IQ of the OM-D E-M5 over the Canon SL1

Discussion in 'Olympus Cameras' started by sooper, Jul 3, 2013.

  1. sooper

    sooper Mu-43 Regular

    Jun 17, 2012
    I'm very very close to buying a E-M5 but I saw the SL1/100D today and it just made me think a bit. It more or less has the same dimensions except that it's substantially thicker. It's lighter (although it does feel a bit cheap in the hands) and looks plasticy. It has an optical viewfinder and I'd have access to a larger library of lenses (I think?), but any zoom/telephoto lens would be very big to carry around.

    My main interest however is image quality; the Canon has the larger APS-C sensor, but this is an old sensor and from what I've read has less dynamic range than the E-M5. This is where I get a bit stuck, surely this means that the IQ of the E-M5 should better?

    The E-M5 has IBIS, articulating touch screen, faster autofocus?, weather-sealing, looks better, and to me atleast, is better built.

Records:
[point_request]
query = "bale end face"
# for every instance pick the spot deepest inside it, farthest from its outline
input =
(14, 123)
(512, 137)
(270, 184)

---

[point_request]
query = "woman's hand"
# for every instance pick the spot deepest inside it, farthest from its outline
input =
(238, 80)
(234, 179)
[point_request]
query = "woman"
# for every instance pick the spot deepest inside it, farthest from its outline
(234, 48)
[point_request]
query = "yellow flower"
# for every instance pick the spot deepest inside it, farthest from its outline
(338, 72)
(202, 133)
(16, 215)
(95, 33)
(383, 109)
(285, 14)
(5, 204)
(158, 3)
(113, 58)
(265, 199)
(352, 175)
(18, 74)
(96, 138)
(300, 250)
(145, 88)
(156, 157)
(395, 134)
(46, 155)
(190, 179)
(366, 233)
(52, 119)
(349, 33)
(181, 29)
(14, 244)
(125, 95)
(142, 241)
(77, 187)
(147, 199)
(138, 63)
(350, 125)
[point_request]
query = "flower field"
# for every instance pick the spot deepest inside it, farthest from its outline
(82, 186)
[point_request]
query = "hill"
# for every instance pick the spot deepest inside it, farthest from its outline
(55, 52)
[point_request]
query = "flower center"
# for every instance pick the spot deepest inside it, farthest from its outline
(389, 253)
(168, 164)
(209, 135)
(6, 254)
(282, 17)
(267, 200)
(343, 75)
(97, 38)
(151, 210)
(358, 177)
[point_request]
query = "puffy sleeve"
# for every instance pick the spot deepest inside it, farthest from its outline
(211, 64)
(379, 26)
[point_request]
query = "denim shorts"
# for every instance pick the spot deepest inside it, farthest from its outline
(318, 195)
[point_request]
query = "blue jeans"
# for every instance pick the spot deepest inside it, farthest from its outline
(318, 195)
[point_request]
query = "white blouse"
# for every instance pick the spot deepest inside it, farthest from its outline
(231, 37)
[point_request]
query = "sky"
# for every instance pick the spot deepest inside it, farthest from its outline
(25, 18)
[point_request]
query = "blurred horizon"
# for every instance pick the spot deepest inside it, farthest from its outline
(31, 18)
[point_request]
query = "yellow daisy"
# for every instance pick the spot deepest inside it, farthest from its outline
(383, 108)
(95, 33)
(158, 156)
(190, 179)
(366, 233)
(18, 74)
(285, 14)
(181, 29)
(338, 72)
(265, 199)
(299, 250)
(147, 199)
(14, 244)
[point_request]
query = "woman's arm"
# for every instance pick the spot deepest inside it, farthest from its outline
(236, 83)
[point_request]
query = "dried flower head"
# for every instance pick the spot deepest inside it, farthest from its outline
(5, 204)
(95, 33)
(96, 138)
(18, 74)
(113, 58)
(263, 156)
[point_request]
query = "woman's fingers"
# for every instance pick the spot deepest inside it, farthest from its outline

Directives:
1. Answer these about the forum post:
(a) In which forum section was the discussion started?
(b) What kind of sensor does the post say the Canon has?
(c) According to the post, what would any zoom/telephoto lens be for the Canon?
2. Please write out, word for word, the part of the forum post starting at "Jun 17, 2012" and ending at "E-M5 should better?".

Answers below:
1.
(a) Olympus Cameras
(b) The larger APS-C sensor
(c) Very big to carry around

2.
Jun 17, 2012
    I'm very very close to buying a E-M5 but I saw the SL1/100D today and it just made me think a bit. It more or less has the same dimensions except that it's substantially thicker. It's lighter (although it does feel a bit cheap in the hands) and looks plasticy. It has an optical viewfinder and I'd have access to a larger library of lenses (I think?), but any zoom/telephoto lens would be very big to carry around.

    My main interest however is image quality; the Canon has the larger APS-C sensor, but this is an old sensor and from what I've read has less dynamic range than the E-M5. This is where I get a bit stuck, surely this means that the IQ of the E-M5 should better?